[Start of Recorded information]
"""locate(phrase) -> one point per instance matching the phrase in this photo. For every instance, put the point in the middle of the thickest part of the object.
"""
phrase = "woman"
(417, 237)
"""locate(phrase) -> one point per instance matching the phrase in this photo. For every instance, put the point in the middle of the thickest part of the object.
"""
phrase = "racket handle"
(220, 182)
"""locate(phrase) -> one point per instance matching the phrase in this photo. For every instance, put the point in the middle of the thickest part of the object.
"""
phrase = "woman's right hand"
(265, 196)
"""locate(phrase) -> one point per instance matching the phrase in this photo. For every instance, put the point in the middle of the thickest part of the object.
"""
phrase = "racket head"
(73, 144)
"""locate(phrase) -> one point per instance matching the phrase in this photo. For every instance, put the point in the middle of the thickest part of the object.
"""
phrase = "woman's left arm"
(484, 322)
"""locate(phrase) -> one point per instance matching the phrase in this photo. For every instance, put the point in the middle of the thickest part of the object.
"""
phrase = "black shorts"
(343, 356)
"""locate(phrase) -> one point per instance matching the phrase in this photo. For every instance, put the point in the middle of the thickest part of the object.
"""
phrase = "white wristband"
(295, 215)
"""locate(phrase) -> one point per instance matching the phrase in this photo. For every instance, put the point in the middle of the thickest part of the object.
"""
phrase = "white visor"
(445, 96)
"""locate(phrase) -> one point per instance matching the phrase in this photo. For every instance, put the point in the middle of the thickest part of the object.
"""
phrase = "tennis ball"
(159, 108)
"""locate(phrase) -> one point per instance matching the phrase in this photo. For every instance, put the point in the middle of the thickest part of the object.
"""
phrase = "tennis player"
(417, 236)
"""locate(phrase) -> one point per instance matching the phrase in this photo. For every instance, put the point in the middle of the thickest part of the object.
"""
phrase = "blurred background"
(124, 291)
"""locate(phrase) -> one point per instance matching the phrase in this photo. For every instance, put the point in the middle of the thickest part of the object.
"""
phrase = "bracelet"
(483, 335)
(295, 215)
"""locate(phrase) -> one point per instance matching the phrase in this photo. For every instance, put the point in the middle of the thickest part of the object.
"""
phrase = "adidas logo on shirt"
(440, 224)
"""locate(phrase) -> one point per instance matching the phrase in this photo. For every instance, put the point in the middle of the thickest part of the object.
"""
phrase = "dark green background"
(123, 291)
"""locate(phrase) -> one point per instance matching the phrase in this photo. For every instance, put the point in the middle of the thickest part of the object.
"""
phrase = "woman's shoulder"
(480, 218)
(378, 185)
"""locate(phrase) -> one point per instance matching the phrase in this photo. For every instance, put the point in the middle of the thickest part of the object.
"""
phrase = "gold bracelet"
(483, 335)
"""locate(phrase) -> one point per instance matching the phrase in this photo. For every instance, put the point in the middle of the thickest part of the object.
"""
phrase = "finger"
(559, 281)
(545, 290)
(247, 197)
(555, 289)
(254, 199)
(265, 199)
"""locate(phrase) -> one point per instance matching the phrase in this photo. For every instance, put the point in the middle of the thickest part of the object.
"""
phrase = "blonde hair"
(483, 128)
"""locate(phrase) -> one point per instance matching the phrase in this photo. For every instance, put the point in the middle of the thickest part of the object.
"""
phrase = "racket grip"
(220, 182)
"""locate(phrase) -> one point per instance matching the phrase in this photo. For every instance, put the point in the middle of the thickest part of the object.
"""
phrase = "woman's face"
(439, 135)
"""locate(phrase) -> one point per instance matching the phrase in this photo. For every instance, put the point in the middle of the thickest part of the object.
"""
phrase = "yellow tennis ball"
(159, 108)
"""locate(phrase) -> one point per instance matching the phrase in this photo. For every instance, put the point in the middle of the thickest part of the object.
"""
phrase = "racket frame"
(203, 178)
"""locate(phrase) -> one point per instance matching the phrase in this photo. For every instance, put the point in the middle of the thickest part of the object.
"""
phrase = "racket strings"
[End of Recorded information]
* Given request
Count the lines of the material above that contain the string "tennis", and reply with only that number.

* Written response
3